#### [WHAT TO DO]
Every record below should appear in your answer, copied exactly.

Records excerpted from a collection
[Start of Attachment]

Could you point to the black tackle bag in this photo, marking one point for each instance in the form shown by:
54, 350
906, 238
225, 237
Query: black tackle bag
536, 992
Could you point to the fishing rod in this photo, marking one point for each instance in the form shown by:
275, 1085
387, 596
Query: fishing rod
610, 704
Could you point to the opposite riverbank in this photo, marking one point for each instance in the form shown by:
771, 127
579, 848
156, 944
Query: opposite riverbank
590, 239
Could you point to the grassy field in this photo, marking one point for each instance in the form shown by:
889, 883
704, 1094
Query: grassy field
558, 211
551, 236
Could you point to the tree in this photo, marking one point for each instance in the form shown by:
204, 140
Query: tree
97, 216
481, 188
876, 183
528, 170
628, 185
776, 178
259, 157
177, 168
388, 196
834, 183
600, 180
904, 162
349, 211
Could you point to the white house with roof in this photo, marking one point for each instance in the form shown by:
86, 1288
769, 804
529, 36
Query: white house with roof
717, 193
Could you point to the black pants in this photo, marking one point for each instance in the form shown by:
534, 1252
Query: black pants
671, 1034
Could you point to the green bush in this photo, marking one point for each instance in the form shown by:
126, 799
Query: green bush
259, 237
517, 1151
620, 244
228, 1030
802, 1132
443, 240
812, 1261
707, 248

[End of Attachment]

#### [EXERCISE RESULT]
Could you point to the black tackle bag in this photo, marking one point for each instance in the form shown by:
54, 350
906, 238
225, 237
Query: black tackle bag
536, 992
Could you point to the fishing rod in this photo, marking one point for each instance in the form shown by:
275, 1085
387, 596
Query: fishing rod
610, 704
Could you point to the opposite riverbank in this photo, marking one point for each instance in the form shown by:
771, 127
579, 848
156, 944
Query: opposite riverbank
590, 239
Could you point to the grassy field in this photo, marking one point for each instance in the form shown by:
889, 883
704, 1094
Query: grassy field
558, 211
551, 236
Could you point to the tree in this photo, marking one point for each instance in the form shown by:
204, 140
Query: tree
97, 216
481, 188
876, 183
528, 170
628, 185
776, 178
259, 157
177, 168
388, 196
834, 183
600, 180
904, 162
349, 211
Could you point to the white house with roof in this photo, marking one point for each instance in the form shown by:
86, 1288
769, 804
529, 36
Query: white house with roof
717, 193
Could you point to the black pants in this photo, marking one point for each instance in the form shown by:
534, 1252
Query: black pants
671, 1034
Could you point to the green bush in this photo, marking one point for each instance in the form shown by:
126, 799
Query: green bush
259, 237
517, 1151
620, 244
228, 1030
802, 1132
443, 240
812, 1261
707, 248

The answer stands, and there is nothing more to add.